### GOAL OF THE EXERCISE
Type out the listing below word for word, keeping every line in order, and leave the picture out.

>> BEGIN

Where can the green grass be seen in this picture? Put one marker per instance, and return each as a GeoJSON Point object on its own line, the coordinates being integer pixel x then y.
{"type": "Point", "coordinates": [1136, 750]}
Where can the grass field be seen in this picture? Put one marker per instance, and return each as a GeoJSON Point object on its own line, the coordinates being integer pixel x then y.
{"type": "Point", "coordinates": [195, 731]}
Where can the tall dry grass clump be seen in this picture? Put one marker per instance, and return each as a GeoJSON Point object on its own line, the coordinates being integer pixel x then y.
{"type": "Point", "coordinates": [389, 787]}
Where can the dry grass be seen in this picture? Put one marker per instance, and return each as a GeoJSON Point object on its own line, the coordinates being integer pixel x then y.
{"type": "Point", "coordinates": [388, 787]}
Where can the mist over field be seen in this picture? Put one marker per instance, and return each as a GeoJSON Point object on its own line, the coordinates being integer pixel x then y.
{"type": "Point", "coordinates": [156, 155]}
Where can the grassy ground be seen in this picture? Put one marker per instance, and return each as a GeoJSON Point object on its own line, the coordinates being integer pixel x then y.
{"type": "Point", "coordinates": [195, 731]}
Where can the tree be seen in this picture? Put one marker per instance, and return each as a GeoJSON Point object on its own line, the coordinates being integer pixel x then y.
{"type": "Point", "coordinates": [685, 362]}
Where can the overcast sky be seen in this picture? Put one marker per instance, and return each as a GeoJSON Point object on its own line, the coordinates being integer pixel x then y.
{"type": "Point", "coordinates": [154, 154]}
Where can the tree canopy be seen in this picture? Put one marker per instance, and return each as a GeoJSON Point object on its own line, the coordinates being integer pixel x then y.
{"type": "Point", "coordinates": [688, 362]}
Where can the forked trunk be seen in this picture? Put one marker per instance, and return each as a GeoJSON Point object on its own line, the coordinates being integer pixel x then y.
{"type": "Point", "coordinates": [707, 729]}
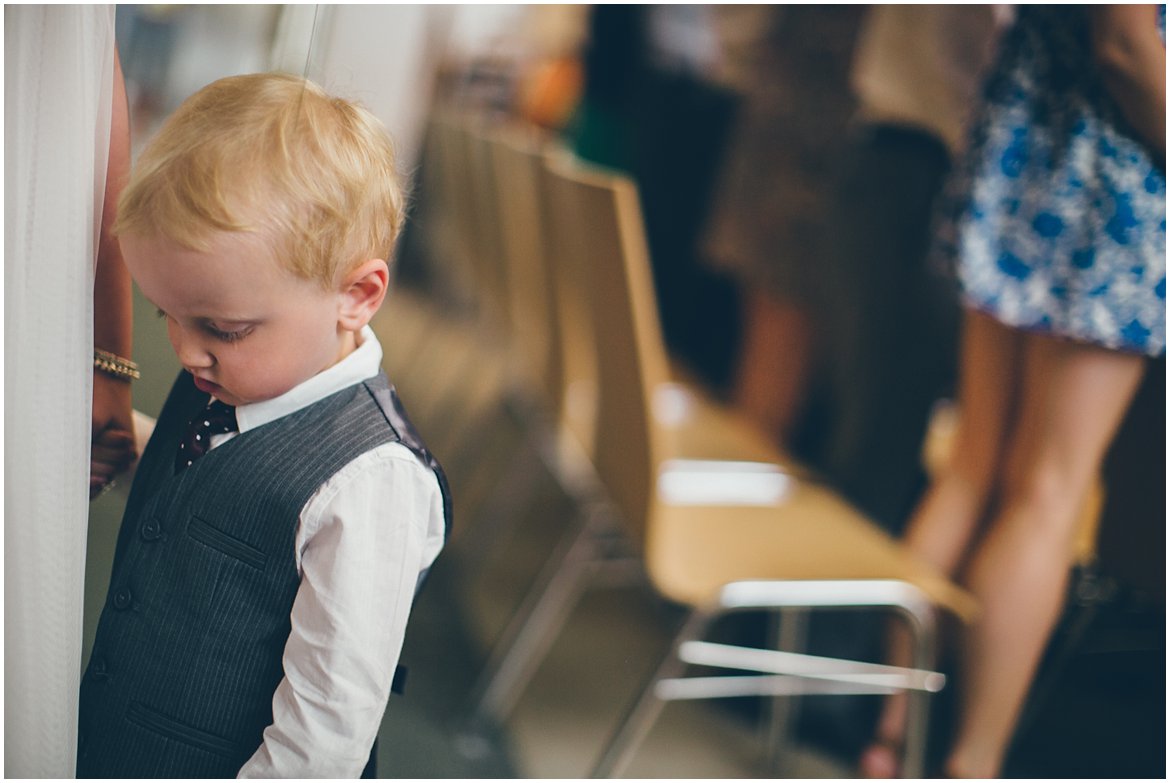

>> END

### PROBLEM SOLUTION
Where can the green grass be seen in this picture? Put one marker per instance, and return each as a GeoJSON Point object on its own line, the coordinates being integer pixel x then y.
{"type": "Point", "coordinates": [1136, 750]}
Where can the grass field be seen in this picture? Put one marker per instance, and return each as a GeoJSON Point object on its own line, the coordinates being integer pixel x then y.
{"type": "Point", "coordinates": [195, 731]}
Where can the tall dry grass clump be seen in this picture? Put one marker per instance, and return each as a GeoJSON Point object on its own line, the coordinates being integer pixel x then y.
{"type": "Point", "coordinates": [389, 787]}
Where can the dry grass be seen in this picture? Put one marker per instance, and return each as a GeoJSON Point object on its own line, the coordinates being integer pixel x then y.
{"type": "Point", "coordinates": [388, 787]}
Where can the mist over field be seen in this picture? Put one marker per instance, and return each as a GeoJSON Point object on its own line, the coordinates being integer pixel x then y.
{"type": "Point", "coordinates": [156, 155]}
Where can the grassy ground be seen in this picture? Put one marker per instance, and return each as a GeoJSON Point object on its own line, the coordinates being integer pixel x then y.
{"type": "Point", "coordinates": [195, 731]}
Where can the tree be seen in this picture? Put one marker per instance, and return each as a GeoJSON Point object on its own line, the coordinates being integer pixel x then y.
{"type": "Point", "coordinates": [685, 362]}
Where can the overcast sky be seen in this picture? Put one marker per instance, and return each as a GeoJSON Point object on its own line, the coordinates being integer pixel x then y.
{"type": "Point", "coordinates": [154, 154]}
Where can the tree canopy be seen in this picture? Put one marker per instance, and return each as a GeoJSON Point object on its own line, the coordinates being integer pixel x then y.
{"type": "Point", "coordinates": [688, 362]}
Where can the forked trunk be seen in this picture? Put one marker per instance, and return each as a GeoJSON Point object on its own line, the coordinates being integer pixel x then y.
{"type": "Point", "coordinates": [707, 729]}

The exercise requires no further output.